*PROBLEM STATEMENT*
Reproduce, word for word, every line starting at the line that contains "of the chain" and ending with the final line of the entries.

<<<<

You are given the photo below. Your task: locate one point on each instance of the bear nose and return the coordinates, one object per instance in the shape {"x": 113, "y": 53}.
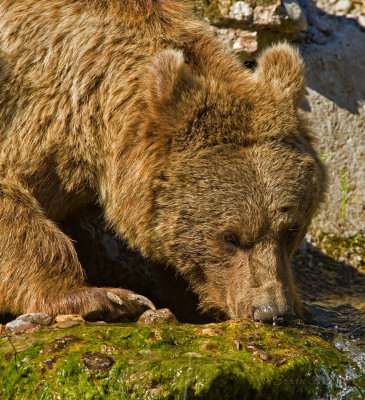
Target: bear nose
{"x": 273, "y": 313}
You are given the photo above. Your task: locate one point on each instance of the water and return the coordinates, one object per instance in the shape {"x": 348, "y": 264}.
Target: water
{"x": 344, "y": 326}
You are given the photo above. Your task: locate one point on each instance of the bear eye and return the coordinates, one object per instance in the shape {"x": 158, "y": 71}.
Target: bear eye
{"x": 292, "y": 233}
{"x": 230, "y": 240}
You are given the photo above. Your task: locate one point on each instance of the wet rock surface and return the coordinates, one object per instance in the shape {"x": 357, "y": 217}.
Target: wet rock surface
{"x": 230, "y": 360}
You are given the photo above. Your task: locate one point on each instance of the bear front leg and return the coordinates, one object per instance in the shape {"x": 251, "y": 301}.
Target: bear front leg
{"x": 40, "y": 271}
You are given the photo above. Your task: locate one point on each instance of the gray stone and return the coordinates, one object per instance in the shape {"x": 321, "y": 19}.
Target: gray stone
{"x": 336, "y": 106}
{"x": 295, "y": 13}
{"x": 241, "y": 11}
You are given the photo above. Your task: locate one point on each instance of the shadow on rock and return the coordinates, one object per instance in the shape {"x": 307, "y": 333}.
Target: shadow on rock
{"x": 334, "y": 53}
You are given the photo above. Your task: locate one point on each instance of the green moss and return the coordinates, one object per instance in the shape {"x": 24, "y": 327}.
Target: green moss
{"x": 217, "y": 361}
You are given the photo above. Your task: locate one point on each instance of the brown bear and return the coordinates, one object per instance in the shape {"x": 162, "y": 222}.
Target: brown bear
{"x": 197, "y": 162}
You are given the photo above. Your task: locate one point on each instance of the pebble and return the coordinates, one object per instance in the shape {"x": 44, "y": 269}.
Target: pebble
{"x": 28, "y": 323}
{"x": 161, "y": 316}
{"x": 342, "y": 6}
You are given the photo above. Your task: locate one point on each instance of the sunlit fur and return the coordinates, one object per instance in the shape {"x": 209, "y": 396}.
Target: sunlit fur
{"x": 135, "y": 105}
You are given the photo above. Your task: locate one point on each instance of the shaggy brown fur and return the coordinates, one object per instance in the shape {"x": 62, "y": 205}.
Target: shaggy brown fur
{"x": 196, "y": 162}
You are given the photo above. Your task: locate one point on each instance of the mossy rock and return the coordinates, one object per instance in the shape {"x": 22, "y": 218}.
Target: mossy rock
{"x": 230, "y": 360}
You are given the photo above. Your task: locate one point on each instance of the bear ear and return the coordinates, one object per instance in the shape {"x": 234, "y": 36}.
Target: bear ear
{"x": 282, "y": 69}
{"x": 171, "y": 84}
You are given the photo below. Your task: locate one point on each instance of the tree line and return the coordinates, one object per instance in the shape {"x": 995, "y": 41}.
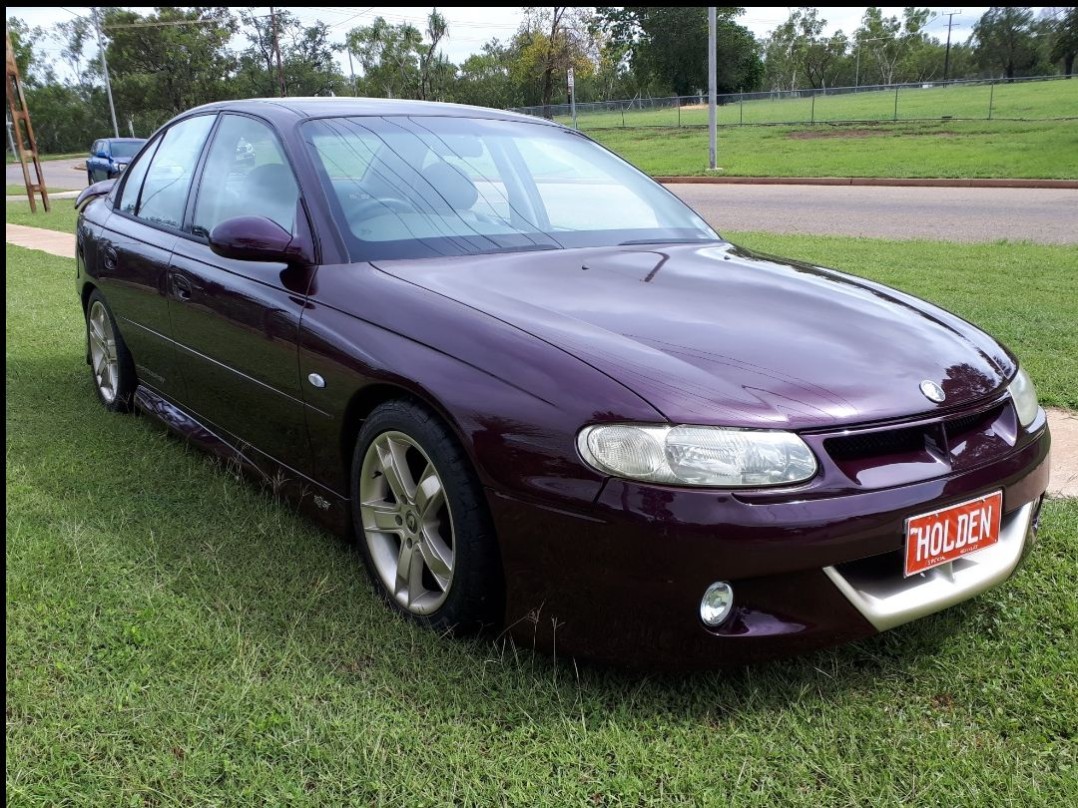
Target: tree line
{"x": 173, "y": 58}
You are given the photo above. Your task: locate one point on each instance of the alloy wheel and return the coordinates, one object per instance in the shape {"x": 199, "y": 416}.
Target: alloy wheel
{"x": 102, "y": 351}
{"x": 406, "y": 523}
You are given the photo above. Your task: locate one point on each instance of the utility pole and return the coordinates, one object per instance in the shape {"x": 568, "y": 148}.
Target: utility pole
{"x": 105, "y": 69}
{"x": 570, "y": 78}
{"x": 947, "y": 55}
{"x": 712, "y": 147}
{"x": 276, "y": 51}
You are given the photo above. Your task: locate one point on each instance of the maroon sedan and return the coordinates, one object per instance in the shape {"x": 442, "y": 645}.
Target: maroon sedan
{"x": 543, "y": 393}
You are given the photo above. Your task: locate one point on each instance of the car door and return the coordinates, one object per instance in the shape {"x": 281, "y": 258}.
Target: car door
{"x": 136, "y": 244}
{"x": 236, "y": 322}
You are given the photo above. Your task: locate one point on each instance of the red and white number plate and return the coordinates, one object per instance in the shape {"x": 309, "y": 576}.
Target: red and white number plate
{"x": 952, "y": 532}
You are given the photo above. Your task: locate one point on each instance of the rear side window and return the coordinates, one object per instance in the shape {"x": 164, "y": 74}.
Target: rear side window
{"x": 167, "y": 181}
{"x": 128, "y": 201}
{"x": 246, "y": 173}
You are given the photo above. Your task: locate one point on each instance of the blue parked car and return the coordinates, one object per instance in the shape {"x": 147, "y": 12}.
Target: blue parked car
{"x": 110, "y": 156}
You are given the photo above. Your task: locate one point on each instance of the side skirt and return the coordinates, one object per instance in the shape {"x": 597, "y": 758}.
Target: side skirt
{"x": 322, "y": 505}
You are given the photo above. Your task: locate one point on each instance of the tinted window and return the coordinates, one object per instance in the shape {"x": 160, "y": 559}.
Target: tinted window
{"x": 426, "y": 186}
{"x": 126, "y": 148}
{"x": 135, "y": 175}
{"x": 168, "y": 180}
{"x": 246, "y": 175}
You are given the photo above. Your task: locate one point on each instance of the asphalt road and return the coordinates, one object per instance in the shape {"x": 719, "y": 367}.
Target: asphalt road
{"x": 59, "y": 173}
{"x": 942, "y": 213}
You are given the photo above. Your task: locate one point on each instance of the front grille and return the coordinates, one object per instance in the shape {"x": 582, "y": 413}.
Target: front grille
{"x": 872, "y": 444}
{"x": 927, "y": 448}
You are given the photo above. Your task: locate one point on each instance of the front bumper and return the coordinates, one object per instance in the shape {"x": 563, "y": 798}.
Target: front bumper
{"x": 622, "y": 582}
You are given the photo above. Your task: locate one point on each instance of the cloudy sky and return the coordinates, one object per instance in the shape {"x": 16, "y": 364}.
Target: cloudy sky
{"x": 470, "y": 27}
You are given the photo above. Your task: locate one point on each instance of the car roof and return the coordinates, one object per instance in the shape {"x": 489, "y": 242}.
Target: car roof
{"x": 342, "y": 107}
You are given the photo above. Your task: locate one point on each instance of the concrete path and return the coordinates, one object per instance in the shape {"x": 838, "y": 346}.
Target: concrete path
{"x": 38, "y": 238}
{"x": 941, "y": 213}
{"x": 1063, "y": 422}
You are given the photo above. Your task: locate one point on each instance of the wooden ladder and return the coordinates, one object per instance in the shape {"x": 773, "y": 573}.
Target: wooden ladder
{"x": 23, "y": 128}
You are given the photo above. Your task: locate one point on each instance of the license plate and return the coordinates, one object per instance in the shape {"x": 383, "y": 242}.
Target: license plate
{"x": 952, "y": 532}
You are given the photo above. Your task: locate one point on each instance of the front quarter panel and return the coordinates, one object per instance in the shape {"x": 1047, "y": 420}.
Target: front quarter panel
{"x": 514, "y": 402}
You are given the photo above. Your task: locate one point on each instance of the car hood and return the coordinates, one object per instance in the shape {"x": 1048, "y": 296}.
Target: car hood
{"x": 716, "y": 334}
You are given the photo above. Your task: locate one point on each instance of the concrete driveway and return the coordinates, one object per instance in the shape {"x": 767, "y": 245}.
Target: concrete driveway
{"x": 1046, "y": 216}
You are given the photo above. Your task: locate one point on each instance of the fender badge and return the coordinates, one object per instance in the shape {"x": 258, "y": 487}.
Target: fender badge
{"x": 933, "y": 391}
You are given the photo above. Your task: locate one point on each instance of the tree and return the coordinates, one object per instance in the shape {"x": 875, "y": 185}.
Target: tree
{"x": 667, "y": 47}
{"x": 550, "y": 42}
{"x": 437, "y": 28}
{"x": 799, "y": 52}
{"x": 389, "y": 57}
{"x": 1064, "y": 40}
{"x": 24, "y": 39}
{"x": 1004, "y": 41}
{"x": 306, "y": 57}
{"x": 168, "y": 60}
{"x": 890, "y": 41}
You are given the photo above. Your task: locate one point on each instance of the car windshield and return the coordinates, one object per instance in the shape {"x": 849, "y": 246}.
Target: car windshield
{"x": 125, "y": 148}
{"x": 405, "y": 187}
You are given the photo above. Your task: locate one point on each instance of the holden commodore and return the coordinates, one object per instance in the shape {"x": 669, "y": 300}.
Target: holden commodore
{"x": 543, "y": 393}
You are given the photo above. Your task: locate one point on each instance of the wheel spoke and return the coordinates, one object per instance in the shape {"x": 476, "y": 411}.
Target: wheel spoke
{"x": 405, "y": 560}
{"x": 438, "y": 557}
{"x": 429, "y": 493}
{"x": 395, "y": 469}
{"x": 382, "y": 516}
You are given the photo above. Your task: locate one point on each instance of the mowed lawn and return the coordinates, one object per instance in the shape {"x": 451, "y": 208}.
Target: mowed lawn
{"x": 962, "y": 150}
{"x": 1022, "y": 100}
{"x": 176, "y": 637}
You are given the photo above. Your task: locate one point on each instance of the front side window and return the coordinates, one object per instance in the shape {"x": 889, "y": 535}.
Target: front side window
{"x": 165, "y": 190}
{"x": 125, "y": 149}
{"x": 135, "y": 176}
{"x": 427, "y": 186}
{"x": 246, "y": 175}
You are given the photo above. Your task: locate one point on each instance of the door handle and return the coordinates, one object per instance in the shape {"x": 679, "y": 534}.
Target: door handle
{"x": 181, "y": 288}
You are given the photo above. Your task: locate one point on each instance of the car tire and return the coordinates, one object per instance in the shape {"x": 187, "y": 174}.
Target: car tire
{"x": 112, "y": 368}
{"x": 431, "y": 512}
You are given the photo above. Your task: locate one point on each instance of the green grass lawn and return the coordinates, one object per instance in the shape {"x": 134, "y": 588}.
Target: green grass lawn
{"x": 1033, "y": 100}
{"x": 176, "y": 637}
{"x": 1044, "y": 150}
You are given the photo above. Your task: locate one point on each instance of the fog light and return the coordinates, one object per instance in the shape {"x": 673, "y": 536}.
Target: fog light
{"x": 717, "y": 603}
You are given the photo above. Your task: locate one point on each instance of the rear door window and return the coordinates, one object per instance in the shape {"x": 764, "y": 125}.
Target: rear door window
{"x": 167, "y": 181}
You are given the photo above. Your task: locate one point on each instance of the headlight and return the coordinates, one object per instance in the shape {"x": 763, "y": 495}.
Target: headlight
{"x": 698, "y": 456}
{"x": 1024, "y": 396}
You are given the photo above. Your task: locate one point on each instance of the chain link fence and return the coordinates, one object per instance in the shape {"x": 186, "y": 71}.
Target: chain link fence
{"x": 1040, "y": 98}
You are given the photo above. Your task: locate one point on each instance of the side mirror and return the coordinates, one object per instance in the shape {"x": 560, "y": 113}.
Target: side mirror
{"x": 258, "y": 238}
{"x": 98, "y": 189}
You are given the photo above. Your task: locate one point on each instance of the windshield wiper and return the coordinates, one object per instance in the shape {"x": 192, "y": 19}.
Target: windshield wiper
{"x": 667, "y": 241}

>>>>

*EXERCISE RESULT*
You are given the photo above. Your task: locate one point on each instance of the chain link fence and return the coordinates, one object per instance in the shape {"x": 186, "y": 71}.
Target: chain link fence
{"x": 1040, "y": 98}
You are given the photo above. Your task: locate one point on each instance of the side mirror and return the coordinates, one object per instance in the shape {"x": 560, "y": 113}.
Target: side mirror
{"x": 258, "y": 238}
{"x": 98, "y": 189}
You are given the photo above. Your task: locate one point on each instance of the windshield wiper and return the coordinates, one object per instance in the shape {"x": 192, "y": 19}.
Target: windshield wiper
{"x": 667, "y": 241}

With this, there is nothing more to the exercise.